Exercise requirements
Please report how many lines in the rows below contain the string "jacket", with case counting. Give the number alone.

Input data
_ _ _ _ _
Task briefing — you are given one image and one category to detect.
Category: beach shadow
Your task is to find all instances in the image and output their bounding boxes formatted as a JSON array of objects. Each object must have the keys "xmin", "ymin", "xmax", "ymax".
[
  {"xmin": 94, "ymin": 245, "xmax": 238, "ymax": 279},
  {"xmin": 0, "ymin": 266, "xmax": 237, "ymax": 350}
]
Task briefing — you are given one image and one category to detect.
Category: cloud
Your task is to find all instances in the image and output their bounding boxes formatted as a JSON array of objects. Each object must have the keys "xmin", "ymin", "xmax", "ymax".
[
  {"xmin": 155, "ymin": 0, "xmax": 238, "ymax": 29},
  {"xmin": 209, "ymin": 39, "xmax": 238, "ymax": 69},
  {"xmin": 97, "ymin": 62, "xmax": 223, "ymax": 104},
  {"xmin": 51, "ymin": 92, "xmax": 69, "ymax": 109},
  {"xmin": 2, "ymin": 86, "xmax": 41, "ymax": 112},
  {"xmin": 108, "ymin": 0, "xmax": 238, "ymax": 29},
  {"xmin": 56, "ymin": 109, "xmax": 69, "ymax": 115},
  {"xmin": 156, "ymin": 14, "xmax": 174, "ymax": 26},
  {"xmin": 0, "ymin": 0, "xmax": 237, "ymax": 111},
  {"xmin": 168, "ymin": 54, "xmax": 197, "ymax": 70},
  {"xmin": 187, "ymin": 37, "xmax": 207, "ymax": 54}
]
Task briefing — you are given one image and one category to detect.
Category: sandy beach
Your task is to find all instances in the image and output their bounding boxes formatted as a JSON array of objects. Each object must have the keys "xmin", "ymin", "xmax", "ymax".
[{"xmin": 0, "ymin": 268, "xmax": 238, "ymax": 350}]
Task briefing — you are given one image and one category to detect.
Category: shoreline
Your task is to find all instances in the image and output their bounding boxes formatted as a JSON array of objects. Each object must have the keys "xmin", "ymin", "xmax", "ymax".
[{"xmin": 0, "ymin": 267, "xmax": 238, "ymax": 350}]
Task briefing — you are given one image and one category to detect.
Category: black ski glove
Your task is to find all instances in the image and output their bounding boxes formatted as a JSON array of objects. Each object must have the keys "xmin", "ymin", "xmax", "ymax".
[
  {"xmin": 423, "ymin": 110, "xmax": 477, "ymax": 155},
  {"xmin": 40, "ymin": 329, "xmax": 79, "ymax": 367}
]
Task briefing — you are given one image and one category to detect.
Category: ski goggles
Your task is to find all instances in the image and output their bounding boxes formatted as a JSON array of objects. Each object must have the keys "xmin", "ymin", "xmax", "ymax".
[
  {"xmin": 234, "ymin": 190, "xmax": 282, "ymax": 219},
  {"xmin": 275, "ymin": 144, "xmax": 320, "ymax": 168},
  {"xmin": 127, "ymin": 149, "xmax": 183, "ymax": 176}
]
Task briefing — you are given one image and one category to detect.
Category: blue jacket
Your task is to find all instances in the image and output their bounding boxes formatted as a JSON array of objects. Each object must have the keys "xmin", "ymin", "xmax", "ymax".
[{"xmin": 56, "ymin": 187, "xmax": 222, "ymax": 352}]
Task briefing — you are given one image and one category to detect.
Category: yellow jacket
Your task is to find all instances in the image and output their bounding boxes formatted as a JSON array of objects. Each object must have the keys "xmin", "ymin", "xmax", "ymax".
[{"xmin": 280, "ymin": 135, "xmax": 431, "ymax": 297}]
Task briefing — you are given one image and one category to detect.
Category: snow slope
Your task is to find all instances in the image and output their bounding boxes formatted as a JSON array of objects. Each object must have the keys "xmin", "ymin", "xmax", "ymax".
_ _ _ _ _
Solution for this exercise
2